[Stored dataset items]

::::

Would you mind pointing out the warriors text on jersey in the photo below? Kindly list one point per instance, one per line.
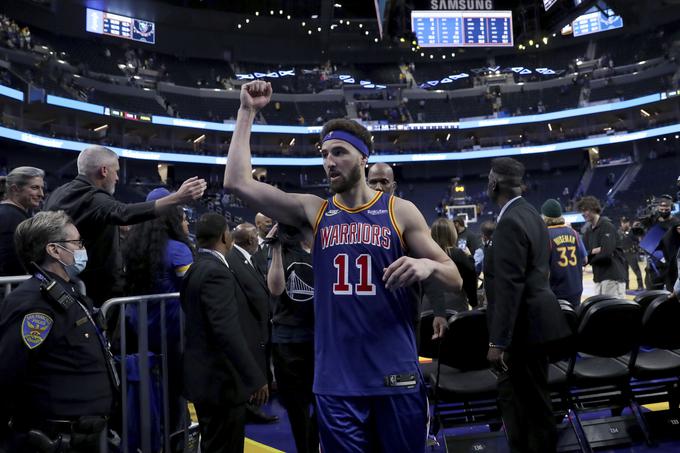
(364, 333)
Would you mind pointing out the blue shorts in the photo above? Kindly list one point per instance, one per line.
(362, 424)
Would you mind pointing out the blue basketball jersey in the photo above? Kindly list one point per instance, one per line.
(567, 254)
(364, 334)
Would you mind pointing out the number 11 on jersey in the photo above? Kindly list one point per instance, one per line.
(343, 286)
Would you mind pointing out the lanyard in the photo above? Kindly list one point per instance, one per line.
(103, 342)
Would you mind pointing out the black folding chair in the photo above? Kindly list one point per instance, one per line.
(427, 347)
(656, 368)
(465, 389)
(646, 297)
(608, 329)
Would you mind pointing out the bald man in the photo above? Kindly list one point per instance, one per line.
(381, 177)
(88, 200)
(242, 262)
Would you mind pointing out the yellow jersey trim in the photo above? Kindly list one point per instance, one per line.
(359, 208)
(394, 222)
(319, 214)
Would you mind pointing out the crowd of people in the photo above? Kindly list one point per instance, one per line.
(317, 299)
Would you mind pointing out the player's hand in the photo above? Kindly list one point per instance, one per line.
(255, 95)
(496, 357)
(406, 271)
(191, 189)
(439, 326)
(261, 396)
(273, 233)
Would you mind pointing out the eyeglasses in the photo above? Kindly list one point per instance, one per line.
(77, 242)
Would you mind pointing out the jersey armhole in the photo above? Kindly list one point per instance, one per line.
(322, 209)
(393, 219)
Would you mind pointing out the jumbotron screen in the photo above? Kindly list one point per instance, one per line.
(462, 28)
(548, 3)
(104, 23)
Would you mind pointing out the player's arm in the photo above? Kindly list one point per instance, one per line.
(426, 259)
(294, 209)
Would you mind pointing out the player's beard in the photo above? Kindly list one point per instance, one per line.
(343, 184)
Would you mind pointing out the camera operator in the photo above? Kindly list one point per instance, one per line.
(658, 229)
(631, 250)
(291, 281)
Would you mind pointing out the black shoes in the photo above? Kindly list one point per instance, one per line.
(256, 415)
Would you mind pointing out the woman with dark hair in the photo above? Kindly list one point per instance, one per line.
(20, 192)
(443, 231)
(157, 254)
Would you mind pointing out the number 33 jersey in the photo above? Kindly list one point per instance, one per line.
(364, 333)
(567, 254)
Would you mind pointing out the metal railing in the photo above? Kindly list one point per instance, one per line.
(141, 303)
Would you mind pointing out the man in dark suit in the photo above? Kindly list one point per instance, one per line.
(523, 313)
(252, 280)
(221, 373)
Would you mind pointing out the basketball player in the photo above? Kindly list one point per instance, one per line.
(368, 248)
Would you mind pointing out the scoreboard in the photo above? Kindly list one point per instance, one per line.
(595, 22)
(548, 3)
(110, 24)
(462, 28)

::::

Lay out every line of the rows above as a numbered list, skipping any blank lines and leaving out the pictures.

_ANSWER TO THE TASK:_
1. Would you mind pointing out the warriors text on jersey in the photo below? Kindly list one point per instance, one per line.
2. (364, 333)
3. Would you mind pointing out the blue shorts in the photo above? Kindly list one point per instance, one per line.
4. (362, 424)
5. Would you mind pointing out the blue basketball jersey in the photo above? Kindly list one point per instance, one per line.
6. (567, 254)
7. (364, 334)
8. Would you mind pointing out the number 11 on jersey in the photo above? Kindly list one point per instance, one per line.
9. (343, 286)
10. Would you mind pointing out the lanyard in the photo above? Kindly list one point per instance, one per line.
11. (103, 342)
12. Would you mind pointing out the black folding chair in the photo above? Kindly list one point per instance, one per line.
13. (427, 347)
14. (656, 368)
15. (465, 389)
16. (646, 297)
17. (608, 329)
18. Would you mind pointing out the bald man in the photo above? Kindly list one point per instance, one per line.
19. (381, 177)
20. (88, 200)
21. (242, 262)
22. Would you mind pointing out the yellow jersey trim in the photo above? Kindly list one point per instance, one per line.
23. (359, 208)
24. (394, 222)
25. (319, 214)
26. Would you mind pointing out the crowd of people in the photo above? Kindly list one point per instance, one per line.
27. (317, 299)
28. Would you mind pointing out the player's hand in the photo above? Kindly list one point per instance, one per line.
29. (255, 95)
30. (496, 357)
31. (406, 271)
32. (191, 189)
33. (439, 326)
34. (261, 396)
35. (273, 233)
36. Would you mind pointing out the eyeglasses in the photo above? Kindly list one point per instance, one per line.
37. (77, 242)
38. Would you mind pointing out the jersey armhole in the photo above? Kindly list one point per instance, one per line.
39. (322, 209)
40. (393, 219)
41. Would you mind pointing out the jumbotron screen in the photo above? Kindly list one point per instance, one per line.
42. (462, 28)
43. (548, 3)
44. (104, 23)
45. Would you mind pointing out the player's arm in the photo above? Kindly list one point per instance, one per line.
46. (426, 259)
47. (294, 209)
48. Would you mind pointing out the player's beard in the photo above? Kindly list one point per instance, one per line.
49. (343, 184)
50. Would you mind pointing out the camera operator in the photo above? Kindly list one point per instance, one per line.
51. (658, 229)
52. (631, 250)
53. (291, 281)
54. Would you mind pointing out the black shoes in the photo above? Kindly list one point per instance, one per line.
55. (256, 415)
56. Would you mind pointing out the woman with dark hair in the photo above? Kindly list one point per instance, one per line.
57. (20, 192)
58. (443, 231)
59. (157, 254)
60. Would you mind pointing out the number 33 jersey in the photo above? Kindly list one point per instance, one per line.
61. (364, 333)
62. (567, 254)
63. Would you mind pointing out the metal railing in the photo above? Kindly list one point per instance, one per line.
64. (141, 303)
65. Would you mind pointing out the man in dark suit in the photo above? Kindly list one point per instance, one per line.
66. (523, 313)
67. (252, 280)
68. (221, 373)
69. Would you mind pointing out the basketball player in the photo above? Kindly list one point per instance, one per line.
70. (368, 248)
71. Would you mind pointing out the scoreboard in the photo above? Kindly list one point per instance, one per line.
72. (595, 22)
73. (548, 3)
74. (110, 24)
75. (462, 28)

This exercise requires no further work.